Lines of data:
:::::
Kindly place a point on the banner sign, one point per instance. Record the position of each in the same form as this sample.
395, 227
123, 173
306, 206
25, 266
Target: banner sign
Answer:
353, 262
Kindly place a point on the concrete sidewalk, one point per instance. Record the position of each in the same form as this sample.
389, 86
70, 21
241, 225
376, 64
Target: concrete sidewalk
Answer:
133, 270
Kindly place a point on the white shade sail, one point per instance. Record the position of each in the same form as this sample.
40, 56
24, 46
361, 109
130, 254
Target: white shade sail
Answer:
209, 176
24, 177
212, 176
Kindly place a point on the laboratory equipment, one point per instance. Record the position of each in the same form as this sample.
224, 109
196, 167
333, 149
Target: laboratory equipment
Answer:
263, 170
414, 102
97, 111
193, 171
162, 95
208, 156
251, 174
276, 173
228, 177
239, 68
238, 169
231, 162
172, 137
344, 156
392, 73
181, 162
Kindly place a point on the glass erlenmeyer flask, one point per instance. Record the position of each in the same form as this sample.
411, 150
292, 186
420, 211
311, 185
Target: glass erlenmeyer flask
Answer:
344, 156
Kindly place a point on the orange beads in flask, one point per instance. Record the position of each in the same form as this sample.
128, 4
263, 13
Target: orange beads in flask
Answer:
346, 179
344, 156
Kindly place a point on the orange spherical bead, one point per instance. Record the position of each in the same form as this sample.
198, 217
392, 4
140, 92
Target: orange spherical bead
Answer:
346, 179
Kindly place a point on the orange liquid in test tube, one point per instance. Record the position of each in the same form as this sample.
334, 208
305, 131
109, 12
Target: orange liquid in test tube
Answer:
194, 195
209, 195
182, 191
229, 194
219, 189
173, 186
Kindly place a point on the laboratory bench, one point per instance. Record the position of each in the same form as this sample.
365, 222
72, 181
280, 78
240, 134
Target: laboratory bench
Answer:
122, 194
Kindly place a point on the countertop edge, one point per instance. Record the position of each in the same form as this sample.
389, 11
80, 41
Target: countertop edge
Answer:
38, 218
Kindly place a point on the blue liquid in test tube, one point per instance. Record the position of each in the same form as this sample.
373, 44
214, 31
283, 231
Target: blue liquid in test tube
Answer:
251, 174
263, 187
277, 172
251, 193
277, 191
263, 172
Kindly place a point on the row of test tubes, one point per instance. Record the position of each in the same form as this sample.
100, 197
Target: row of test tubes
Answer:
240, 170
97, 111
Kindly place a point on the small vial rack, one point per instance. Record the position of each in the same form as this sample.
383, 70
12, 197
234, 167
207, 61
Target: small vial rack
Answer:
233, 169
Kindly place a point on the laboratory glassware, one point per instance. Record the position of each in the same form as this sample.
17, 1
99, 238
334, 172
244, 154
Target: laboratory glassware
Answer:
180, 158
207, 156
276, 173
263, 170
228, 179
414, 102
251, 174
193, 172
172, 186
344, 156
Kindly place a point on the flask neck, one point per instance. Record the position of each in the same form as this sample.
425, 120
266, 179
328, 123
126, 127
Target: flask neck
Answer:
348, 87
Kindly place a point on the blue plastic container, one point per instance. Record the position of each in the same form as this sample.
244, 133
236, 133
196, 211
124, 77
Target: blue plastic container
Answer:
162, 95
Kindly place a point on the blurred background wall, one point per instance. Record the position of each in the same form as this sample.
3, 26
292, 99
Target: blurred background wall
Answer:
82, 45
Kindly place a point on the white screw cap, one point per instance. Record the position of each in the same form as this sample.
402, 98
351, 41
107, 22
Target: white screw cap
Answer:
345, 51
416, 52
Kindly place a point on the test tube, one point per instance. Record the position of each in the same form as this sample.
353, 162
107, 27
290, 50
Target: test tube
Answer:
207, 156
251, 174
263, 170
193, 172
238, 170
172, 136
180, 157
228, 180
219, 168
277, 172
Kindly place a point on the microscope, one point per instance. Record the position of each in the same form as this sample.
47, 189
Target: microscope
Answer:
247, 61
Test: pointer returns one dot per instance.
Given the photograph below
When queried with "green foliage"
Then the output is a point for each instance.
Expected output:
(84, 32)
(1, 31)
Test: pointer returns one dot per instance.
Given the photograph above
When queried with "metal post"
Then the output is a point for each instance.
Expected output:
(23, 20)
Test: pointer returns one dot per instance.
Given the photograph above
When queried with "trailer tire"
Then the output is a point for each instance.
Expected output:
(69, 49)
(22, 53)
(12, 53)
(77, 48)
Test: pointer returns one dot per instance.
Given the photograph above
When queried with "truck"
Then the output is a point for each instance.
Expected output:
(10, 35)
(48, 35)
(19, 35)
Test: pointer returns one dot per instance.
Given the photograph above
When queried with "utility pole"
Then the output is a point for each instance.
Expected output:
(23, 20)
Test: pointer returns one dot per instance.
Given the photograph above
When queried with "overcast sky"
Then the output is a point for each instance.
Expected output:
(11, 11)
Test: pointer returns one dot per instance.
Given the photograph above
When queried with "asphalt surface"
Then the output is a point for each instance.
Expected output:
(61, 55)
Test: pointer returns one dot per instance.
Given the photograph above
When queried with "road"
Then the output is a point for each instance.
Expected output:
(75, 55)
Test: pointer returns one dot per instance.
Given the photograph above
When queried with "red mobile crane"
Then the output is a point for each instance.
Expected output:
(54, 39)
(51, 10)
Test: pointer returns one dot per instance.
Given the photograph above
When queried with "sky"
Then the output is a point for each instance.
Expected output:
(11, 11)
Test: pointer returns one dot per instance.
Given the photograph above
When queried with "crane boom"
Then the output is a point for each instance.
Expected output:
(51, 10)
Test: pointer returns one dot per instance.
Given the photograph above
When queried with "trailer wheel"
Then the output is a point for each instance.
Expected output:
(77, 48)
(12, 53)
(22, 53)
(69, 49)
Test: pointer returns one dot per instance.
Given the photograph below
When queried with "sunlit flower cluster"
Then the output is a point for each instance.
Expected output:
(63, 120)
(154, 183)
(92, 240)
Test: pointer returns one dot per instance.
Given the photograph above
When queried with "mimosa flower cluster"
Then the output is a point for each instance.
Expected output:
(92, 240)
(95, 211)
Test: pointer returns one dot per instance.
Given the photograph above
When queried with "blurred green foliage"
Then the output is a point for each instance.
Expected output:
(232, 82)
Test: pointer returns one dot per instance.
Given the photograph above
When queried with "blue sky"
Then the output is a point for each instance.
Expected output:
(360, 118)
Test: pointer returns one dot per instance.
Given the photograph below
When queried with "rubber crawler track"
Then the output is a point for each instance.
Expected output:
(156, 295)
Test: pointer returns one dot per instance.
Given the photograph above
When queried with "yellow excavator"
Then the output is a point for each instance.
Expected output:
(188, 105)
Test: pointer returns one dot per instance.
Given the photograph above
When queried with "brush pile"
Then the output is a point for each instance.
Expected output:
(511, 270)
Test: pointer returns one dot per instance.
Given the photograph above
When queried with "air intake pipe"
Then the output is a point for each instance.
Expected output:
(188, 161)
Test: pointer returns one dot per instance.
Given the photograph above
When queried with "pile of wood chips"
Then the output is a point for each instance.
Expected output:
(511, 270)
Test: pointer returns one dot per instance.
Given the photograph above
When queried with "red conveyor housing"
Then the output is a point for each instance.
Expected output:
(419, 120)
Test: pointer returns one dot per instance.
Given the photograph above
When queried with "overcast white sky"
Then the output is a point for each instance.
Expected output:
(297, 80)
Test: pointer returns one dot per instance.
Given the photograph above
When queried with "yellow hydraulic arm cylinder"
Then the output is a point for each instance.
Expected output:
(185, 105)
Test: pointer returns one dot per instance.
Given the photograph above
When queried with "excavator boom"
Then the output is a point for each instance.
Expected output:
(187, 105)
:::::
Reproduce the entries above exactly.

Kindly place a point on the banner sign, one point per instance. Record the position of each in the same form as this sample.
395, 227
123, 173
306, 206
25, 266
Target: banner sign
Answer:
353, 262
Kindly place a point on the concrete sidewalk, one point per instance. Record the position of each in the same form as this sample.
389, 86
70, 21
241, 225
376, 64
Target: concrete sidewalk
Answer:
133, 270
Kindly place a point on the white shade sail, one point per instance. Record the position of each in the same form as this sample.
40, 56
24, 46
361, 109
130, 254
Target: white shade sail
Answer:
209, 176
24, 177
212, 176
Kindly place a point on the laboratory equipment, one point per instance. Record the position of each in the same form as this sample.
224, 109
196, 167
333, 149
Target: laboratory equipment
Answer:
263, 170
414, 102
97, 111
193, 171
162, 95
208, 156
251, 174
276, 173
228, 177
239, 68
238, 169
231, 162
172, 137
344, 156
392, 73
181, 162
Kindly place a point on the glass erlenmeyer flask, one point per instance. Record the position of each in the same form as this sample.
411, 150
292, 186
420, 211
311, 185
Target: glass erlenmeyer flask
Answer:
344, 156
Kindly place a point on the orange beads in flask, one point per instance. Record the position of each in the same form as this sample.
128, 4
263, 13
Target: orange beads in flask
Answer:
346, 179
344, 156
Kindly place a point on the orange spherical bead, one point per instance. Record the position of each in the same form as this sample.
198, 217
392, 4
140, 92
Target: orange spherical bead
Answer:
346, 179
Kindly place a point on the orange liquid in test tube, one point per instance. Record the position of each in the same form as this sample.
334, 208
305, 131
109, 12
Target: orange liquid in test tube
Answer:
194, 195
209, 195
182, 191
229, 194
219, 189
173, 186
Kindly place a point on the laboratory bench, one point per instance. Record the position of each in the same form as this sample.
365, 222
72, 181
280, 78
240, 134
Target: laboratory bench
Answer:
122, 194
Kindly place a point on the countertop edge, one point per instance. Record the position of each in the same form as this sample.
389, 11
80, 41
Target: countertop edge
Answer:
38, 218
Kindly place a point on the blue liquid in test tube, one point per instance. Record the position of each in the same form as this sample.
373, 44
214, 31
283, 231
Target: blue liquid in test tube
Answer:
251, 174
263, 187
277, 172
251, 193
277, 191
263, 172
Kindly place a point on the row of test tubes, one point per instance. Record the position of each in the same form as this sample.
100, 197
Target: row of test tubes
Answer:
240, 170
97, 111
Kindly place a point on the small vial rack, one point per instance. Record the position of each in the same form as this sample.
383, 70
12, 197
234, 167
207, 61
Target: small vial rack
Answer:
233, 169
Kindly place a point on the laboratory glassware, one point per instance. Record the position of each in the same form as this sample.
17, 1
99, 238
334, 172
244, 154
Target: laboratory glassware
Answer:
180, 158
207, 156
276, 173
263, 170
228, 179
414, 102
251, 174
193, 172
172, 186
344, 156
Kindly place a point on the flask neck, one point per instance. Record the position of each in the same form as this sample.
425, 120
266, 179
328, 123
126, 127
Target: flask neck
Answer:
348, 87
Kindly place a point on the blue plastic container, one point per instance. Record the position of each in the same form as this sample.
244, 133
236, 133
196, 211
124, 77
Target: blue plastic container
Answer:
162, 95
Kindly place a point on the blurred background wall, one point per instance. Record the position of each in the same form as this sample.
3, 26
292, 99
Target: blurred background wall
Answer:
82, 45
Kindly place a point on the white screw cap, one point per instance. Record the position of each in the same form as this sample.
402, 98
351, 41
107, 22
Target: white screw cap
Answer:
345, 51
416, 52
Kindly place a point on the test tube, one point per instance. Record the position of each in the same form as this sample.
353, 162
107, 27
290, 50
Target: test tube
Answer:
207, 156
251, 174
263, 170
193, 172
238, 170
172, 136
180, 157
228, 180
219, 168
277, 172
Kindly place a point on the microscope, one point per instance. Record the position of each in the same form as this sample.
47, 189
Target: microscope
Answer:
247, 61
Test: pointer returns one dot per instance.
Given the photograph below
When queried with "green foliage"
Then the output is a point for each instance.
Expected output:
(84, 32)
(1, 31)
Test: pointer returns one dot per instance.
Given the photograph above
When queried with "metal post"
Then the output is a point for each instance.
Expected output:
(23, 20)
Test: pointer returns one dot per instance.
Given the photograph above
When queried with "trailer tire"
Then the output is a point for each instance.
Expected output:
(69, 49)
(22, 53)
(12, 53)
(77, 48)
Test: pointer returns one dot per instance.
Given the photograph above
When queried with "truck"
Then the output is a point for each instance.
Expected output:
(10, 35)
(48, 35)
(19, 35)
Test: pointer returns one dot per instance.
Given the photograph above
When queried with "utility pole"
Then the output is a point for each instance.
Expected output:
(23, 20)
Test: pointer returns one dot per instance.
Given the photograph above
When queried with "overcast sky"
Then the output is a point for each instance.
Expected output:
(11, 11)
Test: pointer returns one dot per instance.
Given the photograph above
When queried with "asphalt surface"
Then the output is a point for each instance.
Expected output:
(61, 55)
Test: pointer returns one dot per instance.
Given the photograph above
When queried with "road"
Then the output is a point for each instance.
Expected output:
(75, 55)
Test: pointer returns one dot per instance.
Given the photograph above
When queried with "red mobile crane"
Then the output is a point for each instance.
Expected output:
(54, 39)
(51, 10)
Test: pointer returns one dot per instance.
Given the photograph above
When queried with "sky"
Then the output is a point for each instance.
Expected output:
(11, 11)
Test: pointer returns one dot per instance.
Given the photograph above
When queried with "crane boom"
Then the output is a point for each instance.
Expected output:
(51, 10)
Test: pointer returns one dot per instance.
Given the photograph above
When queried with "trailer wheel"
Then the output is a point for each instance.
Expected output:
(77, 48)
(12, 53)
(22, 53)
(69, 49)
Test: pointer returns one dot per instance.
Given the photograph below
When queried with "sunlit flower cluster"
Then the output is a point for each instance.
Expected output:
(63, 120)
(154, 183)
(92, 240)
Test: pointer returns one dot per instance.
Given the photograph above
When queried with "mimosa flower cluster"
Then the output is a point for each instance.
Expected output:
(92, 240)
(95, 211)
Test: pointer returns one dot per instance.
Given the photograph above
When queried with "blurred green foliage"
Then the output is a point for each instance.
Expected output:
(232, 82)
Test: pointer returns one dot per instance.
Given the photograph above
When queried with "blue sky"
Then the output is a point for each instance.
Expected output:
(360, 118)
Test: pointer returns one dot per instance.
Given the photograph below
When queried with "rubber crawler track"
Then the output is a point for each instance.
Expected output:
(156, 295)
Test: pointer returns one dot per instance.
Given the photograph above
When queried with "yellow excavator"
Then the output is a point for each instance.
Expected output:
(188, 105)
Test: pointer returns one dot per instance.
Given the photograph above
When queried with "brush pile"
Then the output is a point for each instance.
Expected output:
(511, 270)
Test: pointer returns one dot per instance.
Given the photograph above
When queried with "air intake pipe"
Then the output is a point for each instance.
Expected output:
(188, 161)
Test: pointer returns one dot per instance.
Given the photograph above
When queried with "pile of wood chips"
Then the output is a point for each instance.
Expected output:
(511, 270)
Test: pointer returns one dot per instance.
Given the photograph above
When queried with "red conveyor housing"
Then the output is a point for each instance.
Expected output:
(419, 120)
Test: pointer returns one dot per instance.
Given the photograph above
When queried with "overcast white sky"
Then the output is a point for each instance.
Expected output:
(297, 80)
Test: pointer returns one dot per instance.
Given the photograph above
When queried with "yellow hydraulic arm cylinder"
Then the output is a point for each instance.
Expected output:
(185, 105)
Test: pointer returns one dot per instance.
Given the photograph above
When queried with "excavator boom"
Then the output is a point for each instance.
Expected output:
(187, 105)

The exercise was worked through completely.